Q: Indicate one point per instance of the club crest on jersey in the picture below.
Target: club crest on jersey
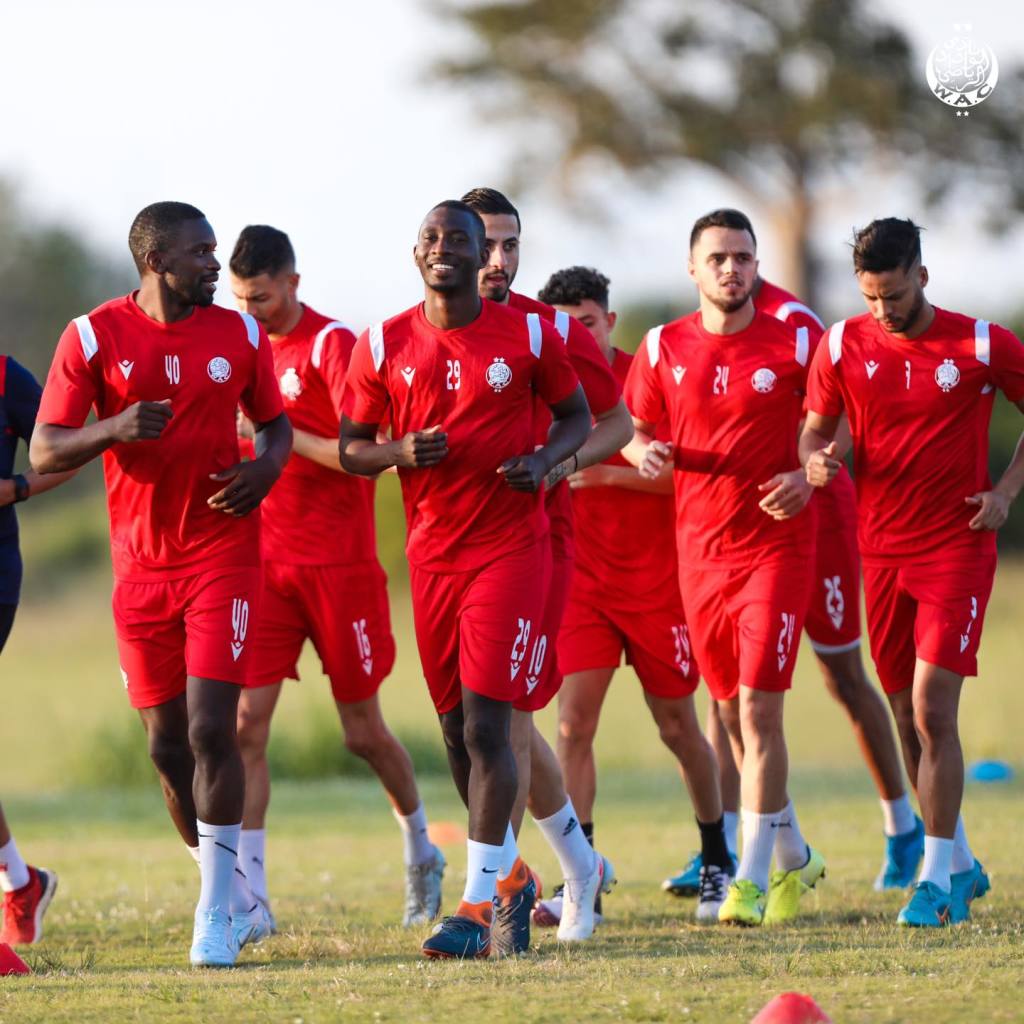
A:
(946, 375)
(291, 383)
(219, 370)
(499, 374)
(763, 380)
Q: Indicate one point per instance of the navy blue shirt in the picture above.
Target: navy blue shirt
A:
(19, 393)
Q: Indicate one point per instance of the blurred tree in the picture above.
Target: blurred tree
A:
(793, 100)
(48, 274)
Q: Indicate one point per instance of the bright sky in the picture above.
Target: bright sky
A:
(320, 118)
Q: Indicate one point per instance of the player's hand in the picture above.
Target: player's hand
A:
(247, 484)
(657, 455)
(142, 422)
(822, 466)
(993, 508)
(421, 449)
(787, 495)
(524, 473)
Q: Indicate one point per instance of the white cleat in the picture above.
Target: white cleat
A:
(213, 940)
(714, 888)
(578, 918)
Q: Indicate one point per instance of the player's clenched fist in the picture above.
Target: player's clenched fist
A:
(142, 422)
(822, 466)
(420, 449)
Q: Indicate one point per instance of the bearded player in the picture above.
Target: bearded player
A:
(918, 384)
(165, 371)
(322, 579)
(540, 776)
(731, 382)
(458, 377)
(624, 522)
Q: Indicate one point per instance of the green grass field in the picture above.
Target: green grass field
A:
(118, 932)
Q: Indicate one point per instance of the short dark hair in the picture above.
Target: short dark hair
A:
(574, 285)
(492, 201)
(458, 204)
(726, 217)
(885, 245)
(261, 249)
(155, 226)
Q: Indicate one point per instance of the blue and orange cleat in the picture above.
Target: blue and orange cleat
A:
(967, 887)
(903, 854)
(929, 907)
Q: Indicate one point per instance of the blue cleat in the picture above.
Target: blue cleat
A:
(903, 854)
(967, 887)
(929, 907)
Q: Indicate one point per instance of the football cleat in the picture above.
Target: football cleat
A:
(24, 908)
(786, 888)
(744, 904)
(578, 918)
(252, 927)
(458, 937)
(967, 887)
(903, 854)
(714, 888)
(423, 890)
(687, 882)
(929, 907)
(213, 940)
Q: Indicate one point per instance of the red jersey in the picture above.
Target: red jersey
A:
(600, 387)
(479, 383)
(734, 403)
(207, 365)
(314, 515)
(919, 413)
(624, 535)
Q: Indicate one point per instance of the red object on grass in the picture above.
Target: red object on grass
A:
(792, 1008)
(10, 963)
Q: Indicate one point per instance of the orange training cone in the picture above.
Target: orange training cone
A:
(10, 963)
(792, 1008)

---

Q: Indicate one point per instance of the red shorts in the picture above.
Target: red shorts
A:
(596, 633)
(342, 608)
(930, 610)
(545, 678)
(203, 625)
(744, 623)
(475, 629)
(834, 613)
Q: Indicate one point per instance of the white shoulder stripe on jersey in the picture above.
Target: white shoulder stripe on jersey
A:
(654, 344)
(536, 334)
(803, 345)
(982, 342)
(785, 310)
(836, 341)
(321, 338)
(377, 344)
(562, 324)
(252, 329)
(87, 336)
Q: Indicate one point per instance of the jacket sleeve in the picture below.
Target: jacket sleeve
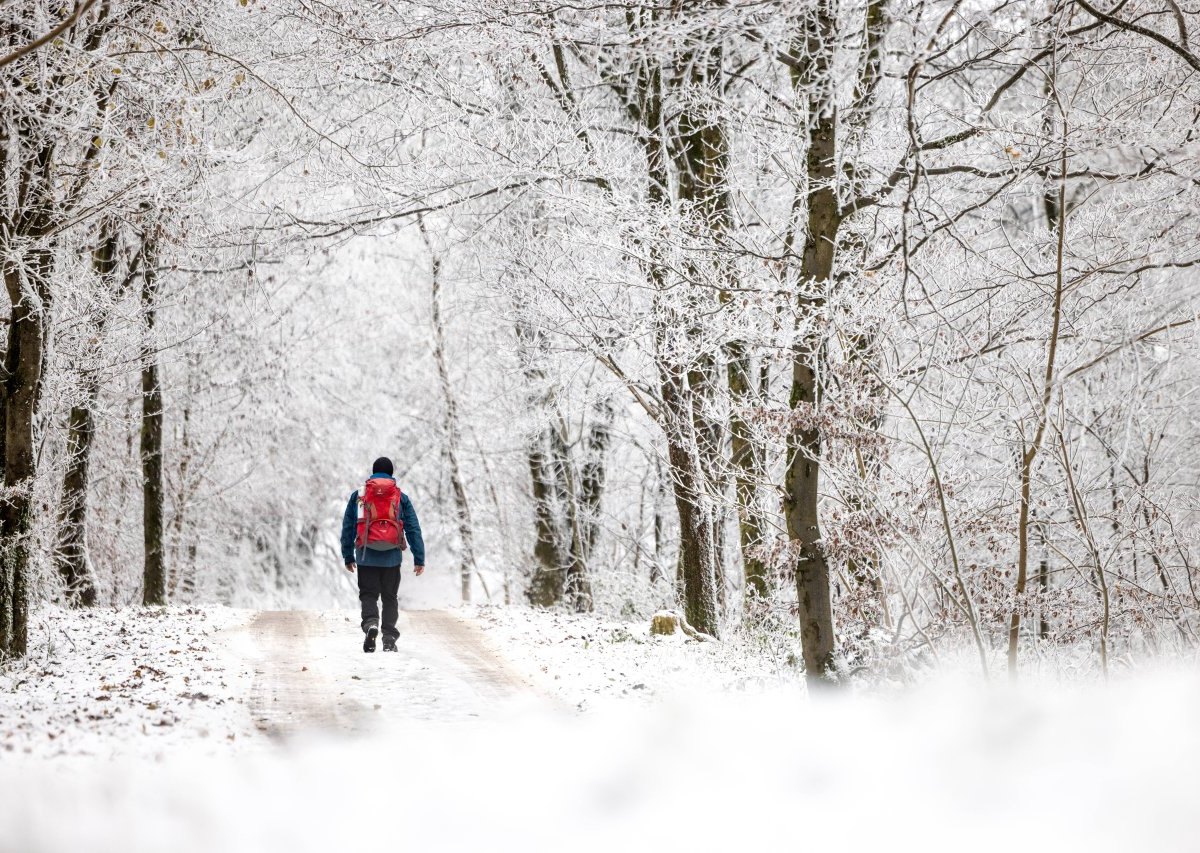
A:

---

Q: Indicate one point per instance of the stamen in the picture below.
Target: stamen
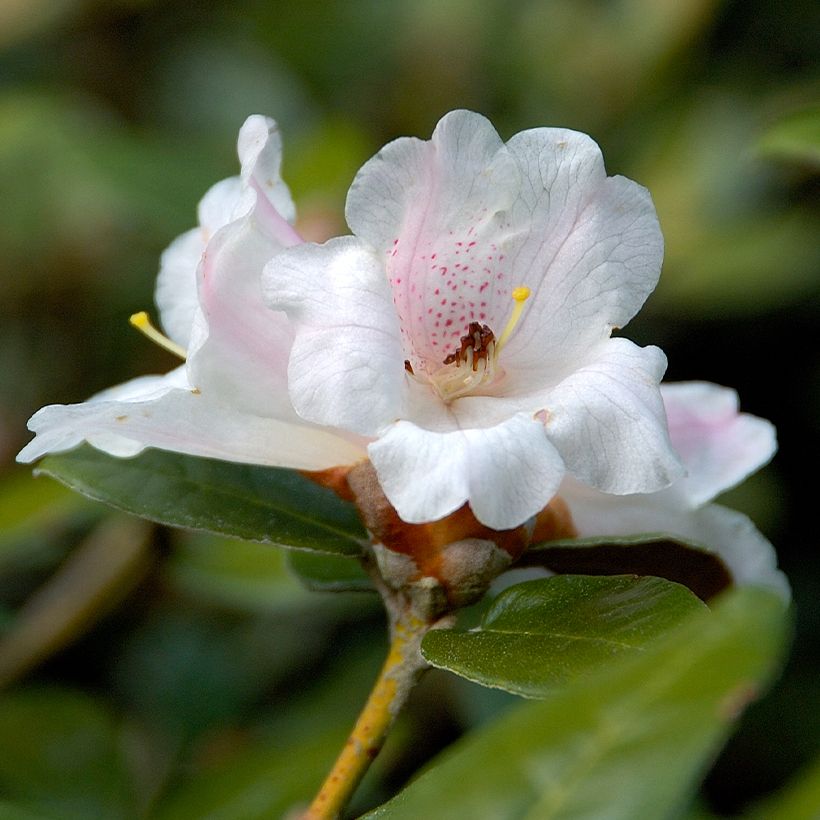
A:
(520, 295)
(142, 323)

- **INSTRUCTIONS FOR THE TASK**:
Out of the listing above, reproduce exactly the lines from the one with "Target: white cleat" up to and including the one with "Target: bearded player".

- **RESPONSE TO THE TASK**:
Target: white cleat
A:
(213, 940)
(714, 888)
(578, 918)
Q: Indicate one point per instance of the player's clenched fist in the picture above.
Target: player's clenched fist
A:
(142, 422)
(822, 466)
(420, 449)
Q: Indicate one point per instance of the bearded player in the picture above.
Target: bearded player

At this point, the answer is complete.